Try it.
Restate all of the entries verbatim.

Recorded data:
★ ★ ★

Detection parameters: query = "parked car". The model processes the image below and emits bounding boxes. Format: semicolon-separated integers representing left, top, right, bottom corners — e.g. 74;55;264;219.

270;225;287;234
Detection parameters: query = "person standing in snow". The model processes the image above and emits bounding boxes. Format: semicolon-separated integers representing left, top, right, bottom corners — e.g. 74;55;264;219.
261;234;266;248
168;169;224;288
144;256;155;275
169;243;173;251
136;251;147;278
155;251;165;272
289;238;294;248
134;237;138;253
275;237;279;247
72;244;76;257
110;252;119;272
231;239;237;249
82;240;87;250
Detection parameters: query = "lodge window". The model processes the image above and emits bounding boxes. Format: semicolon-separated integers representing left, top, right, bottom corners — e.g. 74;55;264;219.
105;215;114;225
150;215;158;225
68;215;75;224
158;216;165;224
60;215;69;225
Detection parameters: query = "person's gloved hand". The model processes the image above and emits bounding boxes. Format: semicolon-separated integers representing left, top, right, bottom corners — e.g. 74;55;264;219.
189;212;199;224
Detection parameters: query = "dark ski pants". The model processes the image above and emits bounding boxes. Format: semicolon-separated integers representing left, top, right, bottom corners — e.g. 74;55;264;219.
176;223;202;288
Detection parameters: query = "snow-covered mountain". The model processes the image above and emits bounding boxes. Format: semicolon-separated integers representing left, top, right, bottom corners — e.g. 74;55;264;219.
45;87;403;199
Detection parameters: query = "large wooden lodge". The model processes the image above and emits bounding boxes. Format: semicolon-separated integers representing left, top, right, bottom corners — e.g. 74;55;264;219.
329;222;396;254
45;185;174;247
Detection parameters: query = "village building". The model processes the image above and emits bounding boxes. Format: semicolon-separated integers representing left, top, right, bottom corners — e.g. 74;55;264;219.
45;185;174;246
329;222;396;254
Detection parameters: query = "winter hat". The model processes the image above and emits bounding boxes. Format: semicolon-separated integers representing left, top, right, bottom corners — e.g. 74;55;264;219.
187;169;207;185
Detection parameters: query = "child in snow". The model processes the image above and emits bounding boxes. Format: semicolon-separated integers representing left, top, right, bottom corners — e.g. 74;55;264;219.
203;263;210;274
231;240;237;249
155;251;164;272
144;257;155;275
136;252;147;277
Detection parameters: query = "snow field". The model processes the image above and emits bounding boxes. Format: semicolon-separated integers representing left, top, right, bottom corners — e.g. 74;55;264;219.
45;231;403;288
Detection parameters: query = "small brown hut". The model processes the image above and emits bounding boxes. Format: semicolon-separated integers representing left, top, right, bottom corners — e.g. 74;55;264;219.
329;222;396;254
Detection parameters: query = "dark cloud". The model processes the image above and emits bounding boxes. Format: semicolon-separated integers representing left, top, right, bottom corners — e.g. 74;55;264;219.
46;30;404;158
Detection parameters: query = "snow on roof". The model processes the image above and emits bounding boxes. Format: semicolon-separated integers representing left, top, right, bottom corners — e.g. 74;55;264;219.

★ ★ ★

Task output.
Detection parameters: query = "parked car". The model processes the image below and emits bounding boxes. Format: semicolon-separated integers representing left, top, right, bottom corners — e.g. 74;55;264;219.

270;225;287;234
Detection parameters: query = "person standing in snow". The model processes the image above and emits bounding boxes. Format: semicolon-separated integers representing left, top, right, bottom corners — e.g. 74;55;264;219.
261;234;266;248
168;169;224;288
144;256;155;275
169;243;173;251
136;251;147;278
155;251;165;272
289;238;294;248
134;237;138;253
275;237;279;247
72;244;76;257
110;252;119;272
231;239;237;249
82;240;87;250
Detection parameters: query = "lodge window". The model processes the image above and emits bounding boxes. Format: semicolon-separated integers representing left, top, right, bottom corners — e.g. 74;55;264;219.
105;215;114;225
150;215;158;225
68;215;75;224
158;216;165;224
60;215;69;225
Detection parameters: query = "person's gloved hand". The model processes the image above and emits bounding boxes. Format: semicolon-separated integers representing left, top, right, bottom corners — e.g. 74;55;264;219.
189;212;199;224
Detection parameters: query = "dark ski pants". The model processes the image above and emits bounding boxes. Format: semicolon-separated integers representing left, top, right, bottom corners — e.g. 74;55;264;219.
176;223;202;288
Detection parameters: query = "snow-covered mountain". The model processes the image above and emits bounding boxes. Format: semicolon-separated integers representing left, top, right, bottom corners — e.g. 74;55;264;219.
45;87;403;199
Detection parameters: query = "large wooden lodge". The model processes the image above and emits bounding boxes. Format: semicolon-separated integers representing left, top, right, bottom corners — e.g. 74;55;264;219.
329;222;396;254
45;185;174;247
Detection parameters: query = "village building". The model processes the image above and emits bounding boxes. Format: semicolon-separated integers representing left, top, right, bottom corners — e.g. 74;55;264;219.
45;185;174;246
329;222;396;254
Detection parameters: query = "winter hat". The model processes the image above and emits bounding boxes. Format: semicolon-separated integers representing left, top, right, bottom corners — e.g. 74;55;264;219.
187;169;207;185
Detection parameters: query = "child in snow". The model processes the image above and emits bounding boxes. Format: semicolon-separated integers representing left, top, right, bottom corners — e.g. 74;55;264;219.
203;263;210;274
231;240;237;249
155;251;164;272
144;257;155;275
136;252;147;277
Detection parameters: query = "snow field". The model processes the image above and emits bounding boxes. Format: semicolon-separated integers representing left, top, right, bottom corners — e.g. 74;55;264;219.
45;231;403;288
Detection parameters: query = "small brown hut". The model processes the image above and emits bounding boxes. Format: semicolon-separated integers representing left, top, right, bottom corners — e.g. 74;55;264;219.
329;222;396;254
Detection parameters: query = "dark cloud". The model processes the image above and emits bounding boxes. Format: semicolon-separated integers representing left, top, right, bottom corners — e.g. 74;55;264;219.
46;30;404;158
Detection parameters: query = "snow on roof". The model processes the image above and emits bounding boxes. Format: semicolon-separated integers representing left, top, right, bottom corners — e.g. 74;55;264;219.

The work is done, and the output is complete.